In the entries below, find the line containing "In this exercise you will tag the person in blue". Copy it and all lines after it, exactly, through the end.

[start]

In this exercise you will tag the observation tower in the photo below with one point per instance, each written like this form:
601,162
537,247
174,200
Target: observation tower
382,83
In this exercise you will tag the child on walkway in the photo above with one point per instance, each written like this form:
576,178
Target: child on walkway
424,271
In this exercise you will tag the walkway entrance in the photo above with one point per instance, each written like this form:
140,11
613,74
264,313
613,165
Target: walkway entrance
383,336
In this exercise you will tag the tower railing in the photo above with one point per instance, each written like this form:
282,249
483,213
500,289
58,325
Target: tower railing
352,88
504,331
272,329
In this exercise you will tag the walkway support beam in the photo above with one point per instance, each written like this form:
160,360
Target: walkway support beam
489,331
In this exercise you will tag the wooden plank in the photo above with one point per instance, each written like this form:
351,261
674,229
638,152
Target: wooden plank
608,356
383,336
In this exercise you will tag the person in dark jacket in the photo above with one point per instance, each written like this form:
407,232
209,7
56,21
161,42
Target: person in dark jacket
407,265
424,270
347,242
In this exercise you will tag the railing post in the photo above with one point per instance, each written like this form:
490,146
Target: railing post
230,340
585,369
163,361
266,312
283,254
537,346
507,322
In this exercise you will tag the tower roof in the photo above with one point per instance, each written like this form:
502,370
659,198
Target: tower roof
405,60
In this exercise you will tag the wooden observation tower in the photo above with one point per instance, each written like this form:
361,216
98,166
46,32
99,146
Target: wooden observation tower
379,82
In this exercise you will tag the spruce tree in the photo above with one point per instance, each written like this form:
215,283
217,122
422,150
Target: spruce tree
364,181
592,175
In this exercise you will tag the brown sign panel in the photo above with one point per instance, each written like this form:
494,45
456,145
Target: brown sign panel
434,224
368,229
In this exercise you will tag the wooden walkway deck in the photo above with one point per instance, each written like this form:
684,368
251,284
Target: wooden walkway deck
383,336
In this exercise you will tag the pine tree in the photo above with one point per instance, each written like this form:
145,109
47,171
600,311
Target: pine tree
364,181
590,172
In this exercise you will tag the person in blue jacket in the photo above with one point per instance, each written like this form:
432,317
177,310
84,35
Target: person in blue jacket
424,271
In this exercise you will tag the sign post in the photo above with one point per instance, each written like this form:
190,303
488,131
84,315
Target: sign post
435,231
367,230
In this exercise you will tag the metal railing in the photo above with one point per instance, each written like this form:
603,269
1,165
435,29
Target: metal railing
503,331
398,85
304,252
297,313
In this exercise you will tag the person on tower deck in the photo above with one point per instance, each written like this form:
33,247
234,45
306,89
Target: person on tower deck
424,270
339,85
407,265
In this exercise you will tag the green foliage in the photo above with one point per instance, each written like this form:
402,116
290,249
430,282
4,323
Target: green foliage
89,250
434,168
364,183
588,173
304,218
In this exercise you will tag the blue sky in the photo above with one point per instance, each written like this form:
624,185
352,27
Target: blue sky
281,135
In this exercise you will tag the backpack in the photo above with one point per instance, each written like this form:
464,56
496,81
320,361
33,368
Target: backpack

[end]

__Result of the exercise__.
In this exercise you will tag the person in blue jacket in the photo above with one point per instance, each written like this form:
432,317
177,310
84,35
Target: person in blue jacket
424,271
In this exercise you will tag the sign post in the photo above with one point per instance, each written like this form:
190,303
488,131
84,315
Target: sign post
435,231
367,230
In this exercise you will tag the metal railing in the photo above with one point per instance, each written like this form:
603,269
1,165
435,29
Target: metal railing
503,331
398,85
304,252
297,313
In this exercise you will tag the person on tower deck in the photo above with one point per instance, each written like this form:
33,247
234,45
306,89
Target: person on tower deck
424,270
339,85
407,265
In this exercise you will tag the green foliage in the photo above with one point per instance, each written like this form:
402,116
290,249
430,282
4,323
Target: green foliage
89,250
434,168
364,183
588,173
304,218
In this exercise you will tag the blue sky in the photo above with one point per instance, each written like this form:
624,185
352,27
Target: blue sky
281,135
In this exercise you will tag the backpack in the photo above with one point per instance, each written like this form:
464,56
496,81
320,361
33,368
Target: backpack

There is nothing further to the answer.